Available data =

- - - -

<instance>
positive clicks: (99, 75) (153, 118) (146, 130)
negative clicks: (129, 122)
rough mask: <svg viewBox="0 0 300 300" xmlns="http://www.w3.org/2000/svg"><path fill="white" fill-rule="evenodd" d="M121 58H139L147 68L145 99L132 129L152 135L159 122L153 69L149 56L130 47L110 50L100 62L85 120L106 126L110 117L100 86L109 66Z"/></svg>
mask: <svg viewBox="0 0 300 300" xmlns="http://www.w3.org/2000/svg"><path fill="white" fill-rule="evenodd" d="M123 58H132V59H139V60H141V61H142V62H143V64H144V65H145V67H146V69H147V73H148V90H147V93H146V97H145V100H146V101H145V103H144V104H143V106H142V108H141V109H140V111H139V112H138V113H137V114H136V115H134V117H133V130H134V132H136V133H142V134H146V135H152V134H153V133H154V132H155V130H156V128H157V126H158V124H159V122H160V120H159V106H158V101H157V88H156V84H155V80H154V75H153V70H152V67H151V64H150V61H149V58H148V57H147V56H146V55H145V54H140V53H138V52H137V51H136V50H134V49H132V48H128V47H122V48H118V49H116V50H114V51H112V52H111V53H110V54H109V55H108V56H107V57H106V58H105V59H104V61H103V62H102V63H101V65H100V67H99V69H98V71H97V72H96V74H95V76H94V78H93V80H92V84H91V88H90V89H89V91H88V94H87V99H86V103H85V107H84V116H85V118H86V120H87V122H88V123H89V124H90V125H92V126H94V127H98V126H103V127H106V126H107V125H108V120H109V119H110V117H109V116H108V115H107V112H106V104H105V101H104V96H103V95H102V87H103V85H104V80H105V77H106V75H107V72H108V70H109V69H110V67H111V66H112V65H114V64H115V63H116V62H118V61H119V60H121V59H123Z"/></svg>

- - - -

To-do item = Convert the items above into a two-column CSV with the header row "input" and "mask", giving one row for each item. Put each item's text and its answer in separate quoted fields, replacing every line break with a space.

Response for this exercise =
input,mask
"<instance> positive clicks: (99, 75) (153, 118) (146, 130) negative clicks: (129, 122) rough mask: <svg viewBox=""0 0 300 300"" xmlns=""http://www.w3.org/2000/svg""><path fill=""white"" fill-rule=""evenodd"" d=""M121 58H139L147 68L145 99L132 129L152 135L159 122L153 69L149 56L130 47L110 50L100 62L85 120L106 126L110 117L100 86L109 66Z""/></svg>","mask: <svg viewBox=""0 0 300 300"" xmlns=""http://www.w3.org/2000/svg""><path fill=""white"" fill-rule=""evenodd"" d=""M123 58H132V59H139V60H141V61H142V62H143V64H144V65H145V67H146V69H147V73H148V90H147V93H146V97H145V100H146V101H145V103H144V104H143V106H142V108H141V109H140V111H139V112H138V113H137V114H136V115H134V117H133V130H134V132H136V133H142V134H146V135H152V134H153V133H154V132H155V130H156V128H157V126H158V124H159V122H160V120H159V106H158V101H157V88H156V84H155V80H154V75H153V70H152V67H151V64H150V61H149V58H148V57H147V56H146V55H145V54H140V53H138V52H137V51H136V50H134V49H132V48H128V47H122V48H118V49H116V50H114V51H112V52H111V53H110V54H109V55H108V56H107V57H106V58H105V59H104V61H103V62H102V63H101V65H100V67H99V69H98V71H97V72H96V74H95V76H94V78H93V80H92V84H91V88H90V89H89V91H88V94H87V99H86V103H85V107H84V116H85V118H86V120H87V122H88V123H89V124H90V125H92V126H94V127H98V126H103V127H106V126H107V125H108V120H109V119H110V117H109V116H108V115H107V112H106V104H105V101H104V96H103V95H102V87H103V85H104V80H105V77H106V75H107V72H108V70H109V69H110V67H111V66H112V65H114V64H115V63H116V62H118V61H119V60H121V59H123Z""/></svg>"